> TRECHO FORNECIDO
┄┄┄┄┄┄┄┄┄┄┄┄┄┄┄┄┄┄┄┄

2 Um “código restrito”

“De primera se chamava Casa Veia, porque era famado, lugar dos nego treitieiro, briguento e sem vergoin. Hoje se chama Serra Negra. As coisa deferençô um pouco, mas ainda num é de facilitá não”
(Manoel Messias Filho Matias, 70 anos. Agricultor.)

É comum ouvir alguém dizer que o Brasil, apesar de ser um país continental, imenso, todos falam a mesma língua. É mais fácil dizer que as oportunidades são iguais para todos, ao invés de refletir e procurar as verdadeiras causas das injustiças sócias. É extremamente simples ficar alheio, cego diante dos fatos socais que nos cercam. As pessoas são diferentes. Nossa sociedade está impregnada de contrastes brutais. Tão brutais quanto as tentativas da mídia em camuflar esse cenário. E falando em cenário, dentre os vários que formam esse imenso país desigual vamos voltar nosso olhar para um lugar, uma comunidade localizada no interior da Bahia, no meio do semi-árido brasileiro no município de Aracatu, distante a cerca de 600 km da capital, Salvador.
Como já foi dito no inicio desde capítulo, muitos acreditam na teoria da homogeneidade da língua em todo país. E, portanto quando se acredita em tal afirmativa, desconsidera-se inteiramente que na verdade nosso país é repleto de paisagens sociais diversificadas, e muitas delas, refletem a miséria, a pobreza, opressão política, a dominação e a alienação cultural. Não se pretende aqui fazer profundas análises sociais, mas (para nosso propósito) é difícil falar de preconceito, linguagem, variável linguística, dialeto, concordância verbal e uso do Tivo ou invés de Tive, ou Fisso versus Fiz, sem pensar no contexto social. Visto que linguística moderna (ao contrário do que prega Saussure concebendo a língua como um sistema fechado) considera sim, a influência do meio social na fala do indivíduo como o fez Labov (embora não tenha sido o primeiro) ao dar novos horizontes ao que se chama agora de Sociolingüística com seus estudos em Martha’s Viniard e o uso do “r” nos subúrbios de New York.
Começamos esse capítulo com uma frase de um morador da região onde realizamos nossas pesquisas e gravações. Trata-se de um homem da zona rural com quase nenhum estudo. No seu caso, assinaturas são possíveis apenas com o polegar na tinta e no papel branco. Mesmo sendo uma frase carregada de preconceito, ela reflete um pouco da visão que muitos moradores tinham no passado (e ainda no presente) dos que habitam na comunidade de Serra Negra. Percebe-se hoje, uma forma de preconceito não tão declarada, como a frase de início, mas um preconceito que vem, segundo nossa visão, em forma de descaso social e negação a direitos essenciais à cidadania plena, como por exemplo, água de qualidade para o consumo humano, alimentação, emprego, e dentre outros. Como já foi mencionado, não iremos fundo em análises de problemas sociais, mas tentaremos mostrar, de forma breve, o efeito socioeconômico influenciando a fala daqueles moradores. Sobre a questão socioeconômica, Mollica ressalta:

A fome, condições subumanas no que se refere à habitação, saúde, educação são barreiras instransponíveis e constituem impedimentos aos indivíduos à cidadania plena. Sabemos que o Brasil convive com esses agentes em diferentes graus a depender da localidade em nosso território.

┄┄┄┄┄┄┄┄┄┄┄┄┄┄┄┄┄┄┄┄

> O QUE SE PEDE
A. Segundo o trecho sobre Serra Negra, a que distância da capital, Salvador, fica o município de Aracatu?
B. Transcreva literalmente, do trecho sobre Serra Negra, o segmento que vai de "(Manoel Messias Filho" até "da capital, Salvador.".
Os itens abaixo são um material à parte, independente do trecho.

> DADOS FORNECIDOS
┄┄┄┄┄┄┄┄┄┄┄┄┄┄┄┄┄┄┄┄

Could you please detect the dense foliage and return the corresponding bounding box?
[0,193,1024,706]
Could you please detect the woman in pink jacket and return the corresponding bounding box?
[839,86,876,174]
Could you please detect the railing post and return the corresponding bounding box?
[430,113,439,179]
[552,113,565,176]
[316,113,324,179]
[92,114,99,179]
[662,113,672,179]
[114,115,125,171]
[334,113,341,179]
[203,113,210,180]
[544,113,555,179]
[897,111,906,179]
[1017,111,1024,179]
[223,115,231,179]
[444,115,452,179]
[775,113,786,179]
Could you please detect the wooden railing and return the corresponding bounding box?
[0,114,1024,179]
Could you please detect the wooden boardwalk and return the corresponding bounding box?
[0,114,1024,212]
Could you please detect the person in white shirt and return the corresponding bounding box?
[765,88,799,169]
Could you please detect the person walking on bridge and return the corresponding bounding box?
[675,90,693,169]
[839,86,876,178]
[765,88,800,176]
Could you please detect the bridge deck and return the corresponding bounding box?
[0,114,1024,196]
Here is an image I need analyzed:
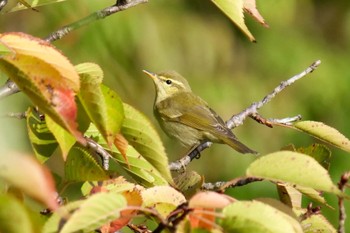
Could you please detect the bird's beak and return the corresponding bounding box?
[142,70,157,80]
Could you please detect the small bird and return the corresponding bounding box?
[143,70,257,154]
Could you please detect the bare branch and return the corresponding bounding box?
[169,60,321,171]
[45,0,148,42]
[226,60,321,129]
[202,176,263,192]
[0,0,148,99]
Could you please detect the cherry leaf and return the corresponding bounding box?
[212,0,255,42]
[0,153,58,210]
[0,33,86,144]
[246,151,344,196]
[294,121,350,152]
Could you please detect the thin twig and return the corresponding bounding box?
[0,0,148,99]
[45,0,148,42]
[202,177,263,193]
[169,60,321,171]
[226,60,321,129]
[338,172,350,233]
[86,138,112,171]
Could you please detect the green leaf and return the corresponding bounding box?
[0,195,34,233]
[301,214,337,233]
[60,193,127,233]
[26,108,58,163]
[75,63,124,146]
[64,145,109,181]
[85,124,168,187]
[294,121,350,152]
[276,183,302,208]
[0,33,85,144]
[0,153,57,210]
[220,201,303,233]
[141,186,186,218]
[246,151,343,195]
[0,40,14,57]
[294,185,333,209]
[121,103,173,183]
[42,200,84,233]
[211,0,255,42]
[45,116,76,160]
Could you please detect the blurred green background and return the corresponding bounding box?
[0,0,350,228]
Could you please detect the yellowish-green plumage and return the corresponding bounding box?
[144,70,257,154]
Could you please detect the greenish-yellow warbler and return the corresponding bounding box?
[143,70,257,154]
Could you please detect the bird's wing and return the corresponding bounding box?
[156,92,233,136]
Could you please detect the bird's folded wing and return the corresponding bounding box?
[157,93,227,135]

┄┄┄┄┄┄┄┄┄┄┄┄┄┄┄┄┄┄┄┄

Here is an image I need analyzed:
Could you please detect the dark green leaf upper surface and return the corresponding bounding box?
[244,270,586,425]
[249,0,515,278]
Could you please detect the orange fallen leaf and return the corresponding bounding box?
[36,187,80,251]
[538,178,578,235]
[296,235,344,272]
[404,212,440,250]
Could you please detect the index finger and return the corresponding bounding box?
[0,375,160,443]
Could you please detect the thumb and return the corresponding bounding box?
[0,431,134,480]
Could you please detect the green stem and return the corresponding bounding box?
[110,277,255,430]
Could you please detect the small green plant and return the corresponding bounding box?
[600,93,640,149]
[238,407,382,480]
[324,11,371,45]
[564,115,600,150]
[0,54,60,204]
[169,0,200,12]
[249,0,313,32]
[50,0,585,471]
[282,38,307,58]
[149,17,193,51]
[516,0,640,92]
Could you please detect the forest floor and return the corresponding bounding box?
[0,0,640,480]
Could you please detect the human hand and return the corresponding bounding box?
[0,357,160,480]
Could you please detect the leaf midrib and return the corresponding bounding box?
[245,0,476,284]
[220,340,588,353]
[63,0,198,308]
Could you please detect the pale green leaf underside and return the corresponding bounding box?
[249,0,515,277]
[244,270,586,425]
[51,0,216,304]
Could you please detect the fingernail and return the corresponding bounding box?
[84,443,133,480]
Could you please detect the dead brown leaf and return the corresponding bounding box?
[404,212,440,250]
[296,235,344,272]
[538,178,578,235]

┄┄┄┄┄┄┄┄┄┄┄┄┄┄┄┄┄┄┄┄

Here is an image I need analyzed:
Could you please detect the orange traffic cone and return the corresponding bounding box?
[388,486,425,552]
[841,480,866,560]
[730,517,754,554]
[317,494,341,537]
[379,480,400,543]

┄┄┄┄┄┄┄┄┄┄┄┄┄┄┄┄┄┄┄┄

> RESPOSTAS FINAIS
A. A cerca de 600 km.

B.
(Manoel Messias Filho Matias, 70 anos. Agricultor.)

É comum ouvir alguém dizer que o Brasil, apesar de ser um país continental, imenso, todos falam a mesma língua. É mais fácil dizer que as oportunidades são iguais para todos, ao invés de refletir e procurar as verdadeiras causas das injustiças sócias. É extremamente simples ficar alheio, cego diante dos fatos socais que nos cercam. As pessoas são diferentes. Nossa sociedade está impregnada de contrastes brutais. Tão brutais quanto as tentativas da mídia em camuflar esse cenário. E falando em cenário, dentre os vários que formam esse imenso país desigual vamos voltar nosso olhar para um lugar, uma comunidade localizada no interior da Bahia, no meio do semi-árido brasileiro no município de Aracatu, distante a cerca de 600 km da capital, Salvador.